◆ **TEXT TO READ**:
* start *
A series of dreadful fires in the United Arab Emirates also caused tremendous damage and a number of injuries, though mercifully no loss of life: measures such as sprinkler systems, effective compartmentation and safe escape routes are believed to have saved lives. As a result of the UAE fires, combustible cladding materials were banned in the country and new regulations covering construction practice and quality control are in the process of being introduced.
There have been similar fires closer to home. A fire in a tower block in Irvine, North Ayrshire killed one person and injured five more in 1999. The fire spread up the outside of the building via combustible cladding.
Ten years later, the fire at Lakanal House also spread via external cladding.
The Fire Sector Federation has had a long-running campaign for a review of Approved Document B to the building regulations, and recently produced a brochure titled ‘Why does Approved Document B need to be reviewed?’ Approved Document B provides technical guidance on how to meet Part B.
Tom Roche, chair of the FSF’s built environment workstream, warned: “Increasingly, as a Federation we are noting combustible combinations in terms of construction systems and insulation products within building assemblies. This is evident in the scale of fires that we are witnessing, in the UK and abroad.”
“As a federation our concern has been that these changes are outrunning the current testing regimes in the UK, that the testing of individual components and not systems gives a misleading picture of their true fire performance.”
The website Safety and Health Practioner reports that at the FIREX International convention, coincidentally held just a few days after the Grenfell disaster, Dennis Davis of the Fire Safety Federation said his industry had warned about the building regulations “time and time and time again”.
“We are desperately worried, in particular the approved documents falling behind what is going on within the built environment,” he told delegates. “We must get over this. 2006 [sic] is the last review. Ten years is too long a gap, far too long a gap if you consider how much construction and building has changed.”
* end *
◆ **DATA**:
* start *
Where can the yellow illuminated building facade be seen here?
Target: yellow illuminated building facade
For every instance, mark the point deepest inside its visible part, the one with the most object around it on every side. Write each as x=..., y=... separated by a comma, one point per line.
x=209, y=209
* end *
◆ **SET EXERCISE A**: According to the text on cladding fires, in what year did the tower block fire in Irvine, North Ayrshire take place?
◆ **SET EXERCISE B**: Write the next part of the text on cladding fires, picking up after its final sentence.

◆ **EXPECTED ANSWER A**: 1999.

◆ **EXPECTED ANSWER B**:
This brings us to the desperate situation at Grenfell Tower on the night of 14 June. The building’s external cladding system, which lit up like a match, may even turn out to have been compliant with Part B — or at least, legalistically speaking, compliant with one of the four different ways that building control bodies have suggested the regulation can be interpreted.
Why don’t we know for sure? Because Part B –and the manner in which it is interpreted by building control bodies — is dangerously confusing.
In relation to external fire spread, Part B itself simply states: “the external walls of the building shall adequately resist the spread of fire over the walls and from one building to another, having regard to the height, use and position of the building.” (It makes an almost identical statement for roofing).
The word ‘adequately’ is discussed in some detail, but what it means in essence is that the building should be very hard to set on fire from the outside.
The official technical guidance (Approved Document B) offers two ways to meet the regulation. Wall components should either meet the guidance defining limited combustibility set out in the document, or meet the performance criteria in BR135, a technical standard for the fire performance of external insulation in tall buildings, which subjects full scale replica wall assemblies to a standardised fire test.
However in 2014, the Building Control Alliance (BCA) published additional guidance on the use of combustible cladding materials for buildings over 18 metres high. It said: “If no actual fire test data exists for a particular system, the client may instead submit a desktop study report from a suitable independent UKAS accredited testing body (BRE, Chiltern Fire or Warrington Fire) stating whether, in their opinion, BR135 criteria would be met with the proposed system.”
This meant that, rather than submitting a cladding system to a full fire test to BR135, you could essentially ask an expert to give their professional judgement on whether it would meet the standard if tested.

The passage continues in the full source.